■ Directive ■
Pull out every line in the entries below that contains the word "arched" and copy each of those lines in full.

↓

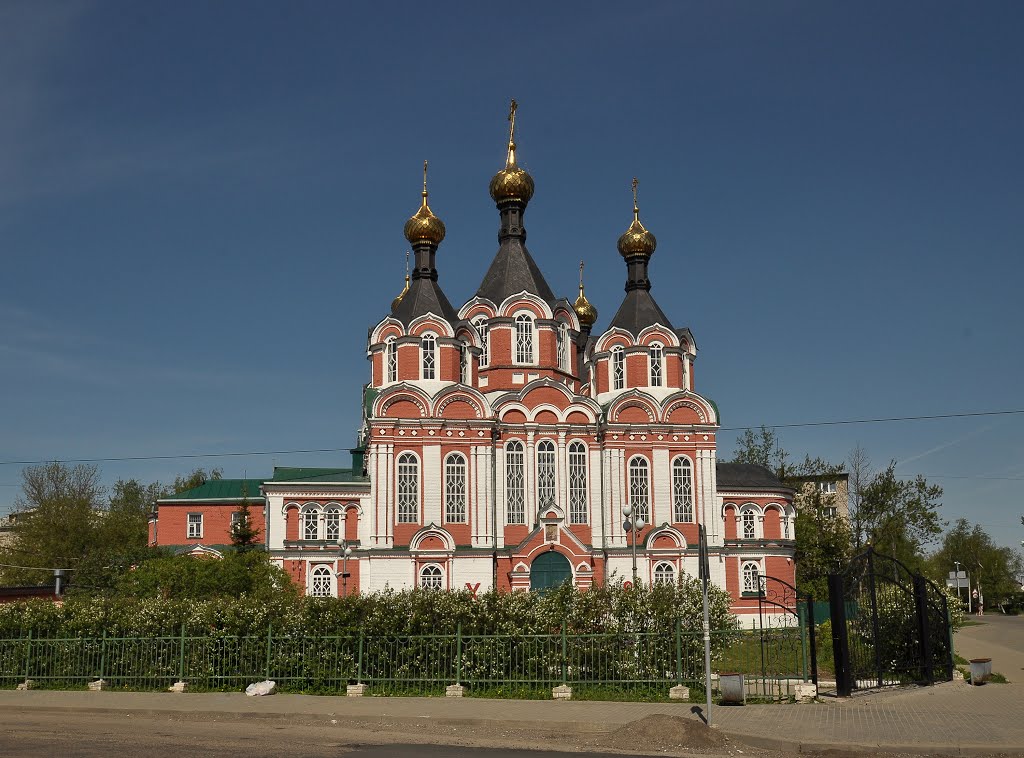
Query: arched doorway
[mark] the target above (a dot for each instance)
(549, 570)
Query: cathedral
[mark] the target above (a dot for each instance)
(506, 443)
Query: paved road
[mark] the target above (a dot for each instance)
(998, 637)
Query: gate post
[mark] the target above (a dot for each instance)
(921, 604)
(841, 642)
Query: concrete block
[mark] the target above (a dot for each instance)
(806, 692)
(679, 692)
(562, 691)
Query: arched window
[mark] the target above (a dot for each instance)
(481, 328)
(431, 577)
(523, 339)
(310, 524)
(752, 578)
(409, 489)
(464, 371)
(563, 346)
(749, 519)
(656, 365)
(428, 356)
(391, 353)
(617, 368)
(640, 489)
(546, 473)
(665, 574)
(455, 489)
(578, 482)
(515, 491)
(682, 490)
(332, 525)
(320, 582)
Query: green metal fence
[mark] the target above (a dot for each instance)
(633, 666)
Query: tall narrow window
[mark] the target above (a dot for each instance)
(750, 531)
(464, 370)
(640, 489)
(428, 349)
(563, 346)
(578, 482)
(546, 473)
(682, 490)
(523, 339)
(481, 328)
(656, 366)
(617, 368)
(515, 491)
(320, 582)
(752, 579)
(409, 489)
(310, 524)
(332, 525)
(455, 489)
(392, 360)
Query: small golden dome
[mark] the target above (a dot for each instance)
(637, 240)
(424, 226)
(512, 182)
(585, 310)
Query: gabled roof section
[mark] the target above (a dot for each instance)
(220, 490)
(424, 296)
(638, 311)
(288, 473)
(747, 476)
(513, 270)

↑
↓

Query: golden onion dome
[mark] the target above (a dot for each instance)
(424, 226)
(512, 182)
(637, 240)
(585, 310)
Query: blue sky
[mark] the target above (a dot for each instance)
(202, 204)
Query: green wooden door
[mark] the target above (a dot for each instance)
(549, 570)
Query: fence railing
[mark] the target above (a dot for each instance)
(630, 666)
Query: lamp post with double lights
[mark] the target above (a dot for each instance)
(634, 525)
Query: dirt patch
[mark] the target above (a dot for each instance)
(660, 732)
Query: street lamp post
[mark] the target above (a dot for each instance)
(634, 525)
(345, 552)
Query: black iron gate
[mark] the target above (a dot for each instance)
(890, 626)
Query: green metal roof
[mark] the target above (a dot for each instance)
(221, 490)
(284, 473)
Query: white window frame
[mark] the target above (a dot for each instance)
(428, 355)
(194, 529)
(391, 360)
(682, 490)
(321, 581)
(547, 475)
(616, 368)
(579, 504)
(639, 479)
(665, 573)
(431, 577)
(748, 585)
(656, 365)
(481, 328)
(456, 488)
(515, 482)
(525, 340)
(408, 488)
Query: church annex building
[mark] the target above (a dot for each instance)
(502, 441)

↑

■ Solution for this problem ■
Query: arched doorway
Query: arched window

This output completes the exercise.